▶ [Task objective]: Each line below should be quoted exactly, please.

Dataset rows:
· · · · · · ·
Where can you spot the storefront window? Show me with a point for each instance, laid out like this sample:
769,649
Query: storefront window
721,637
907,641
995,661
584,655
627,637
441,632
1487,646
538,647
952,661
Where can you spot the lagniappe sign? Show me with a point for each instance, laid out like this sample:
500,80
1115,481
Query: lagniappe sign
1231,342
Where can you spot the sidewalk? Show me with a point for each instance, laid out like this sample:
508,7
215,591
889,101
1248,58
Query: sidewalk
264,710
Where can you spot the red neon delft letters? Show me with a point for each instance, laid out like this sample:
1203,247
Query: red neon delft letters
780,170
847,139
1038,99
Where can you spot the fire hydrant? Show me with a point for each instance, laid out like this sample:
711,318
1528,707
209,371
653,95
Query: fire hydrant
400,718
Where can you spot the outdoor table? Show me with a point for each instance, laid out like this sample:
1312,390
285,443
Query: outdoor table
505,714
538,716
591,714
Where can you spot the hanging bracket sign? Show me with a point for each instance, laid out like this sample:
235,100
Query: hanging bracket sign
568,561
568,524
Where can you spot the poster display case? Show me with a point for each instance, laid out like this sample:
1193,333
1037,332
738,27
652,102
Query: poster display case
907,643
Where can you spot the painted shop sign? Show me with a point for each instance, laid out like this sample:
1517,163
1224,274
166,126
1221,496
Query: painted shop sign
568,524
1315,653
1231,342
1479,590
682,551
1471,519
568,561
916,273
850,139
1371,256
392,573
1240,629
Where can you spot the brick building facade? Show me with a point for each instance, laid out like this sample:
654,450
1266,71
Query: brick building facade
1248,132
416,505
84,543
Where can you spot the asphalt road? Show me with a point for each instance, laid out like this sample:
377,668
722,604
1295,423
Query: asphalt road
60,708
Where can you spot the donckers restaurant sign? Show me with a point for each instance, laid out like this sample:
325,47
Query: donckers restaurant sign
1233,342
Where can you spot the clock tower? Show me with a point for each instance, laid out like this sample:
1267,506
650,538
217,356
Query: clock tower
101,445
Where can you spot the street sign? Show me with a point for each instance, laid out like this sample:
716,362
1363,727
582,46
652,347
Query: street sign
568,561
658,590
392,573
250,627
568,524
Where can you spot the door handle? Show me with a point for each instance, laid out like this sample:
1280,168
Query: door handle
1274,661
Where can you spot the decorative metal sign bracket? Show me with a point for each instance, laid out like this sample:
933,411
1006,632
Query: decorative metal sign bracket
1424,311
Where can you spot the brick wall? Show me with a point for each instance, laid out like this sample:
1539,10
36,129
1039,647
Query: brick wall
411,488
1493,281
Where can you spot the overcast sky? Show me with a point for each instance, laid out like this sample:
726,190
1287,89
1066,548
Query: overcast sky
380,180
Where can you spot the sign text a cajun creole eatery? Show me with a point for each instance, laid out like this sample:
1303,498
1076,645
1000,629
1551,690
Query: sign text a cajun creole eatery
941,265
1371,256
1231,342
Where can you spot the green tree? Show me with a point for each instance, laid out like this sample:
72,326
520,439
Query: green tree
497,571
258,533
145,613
· · · · · · ·
▶ [Task result]:
Where can you spot the storefront window? Show me with a point for each instance, laid out like this sample:
769,649
Query: storefront window
721,637
907,641
995,661
584,655
627,637
441,632
1487,646
538,647
952,661
Where can you spot the lagniappe sign? Show me with a point for each instance, laid out like this sample:
500,80
1115,481
Query: lagniappe sign
1231,342
Where can you spot the sidewalk? Show me with a point for each instance, laid out like this sample:
508,7
215,591
889,101
1248,58
Query: sidewalk
264,710
Where can you spot the red neon delft letters? Show me with a point for each instance, laid out like this sample:
1203,247
Query: red neon delft letters
780,170
847,139
1038,99
Where can you spot the fire hydrant? Show me with a point for each instance, laid out like this sample:
711,318
1528,707
209,371
653,95
Query: fire hydrant
400,718
Where can you spot the outdoor table? Show me with a point for each instance, laid out like this sample:
1312,390
285,443
Query: outdoor table
505,714
538,716
591,714
Where can you spot the hanging bracket sign? Show me with a point for each instance, laid out like this sample:
235,100
Query: hanging bracket sign
568,561
568,524
Where can you spot the poster display case? Show me with a point for each instance, laid out like this sample:
1193,333
1037,332
738,27
652,102
Query: poster display case
907,643
Where can you spot the painted shop sign? Show me with a point for each instance, laid out like this sample:
1517,163
1224,274
166,126
1221,496
Query: painted shop sign
568,524
1315,653
1231,342
1479,590
682,551
1471,519
568,561
916,273
850,139
1371,256
392,573
1240,629
Where can you spot the brick building facade? Show me with a point for each instance, laid out like this sample:
654,450
1266,71
Query: brick building facade
1248,132
416,505
84,543
Where can you spot the asphalt road? Show me with a point for each instance, laid out like this sample:
377,668
722,604
1295,423
Query: asphalt road
60,708
Where can you spot the donckers restaurant sign? Show me with a point for each instance, laid out like this sample:
325,47
Query: donckers restaurant sign
1233,342
Where can you spot the clock tower? Show me with a point for each instance, laid out like this sample:
1267,506
650,538
217,356
Query: clock tower
101,445
Where can you spot the street sign? Show me with a point for each instance, laid out like this sample:
716,362
1363,727
582,46
652,347
Query: street sign
568,561
658,590
392,573
250,627
568,524
Where can you spot the door handle? Show me with a point for each instance, laid out like this sample:
1280,168
Query: door handle
1274,661
Where can you spot the decorative metal sign bracket? Show me with a point for each instance, laid out like this sample:
933,411
1006,632
Query: decorative metal sign bracket
1424,311
Where can you spot the brick wall? Show me with a point for each instance, laid out like this sample:
1539,10
36,129
1039,647
Query: brick wall
411,488
1493,281
Where can you spot the overcast sky? Show me with a point for each instance, laid out like this sample:
726,190
1287,89
1066,548
Query: overcast sky
380,180
Where can you spot the sign text a cajun creole eatery? Show me with a point for each instance, laid out like this sample:
1303,498
1076,645
1000,629
1551,690
Query: sign text a cajun creole eatery
941,265
1371,256
1231,342
Where can you spot the green tree? Show me with a point for each instance, laid out like this sample:
72,326
520,439
Query: green tree
497,571
258,533
145,613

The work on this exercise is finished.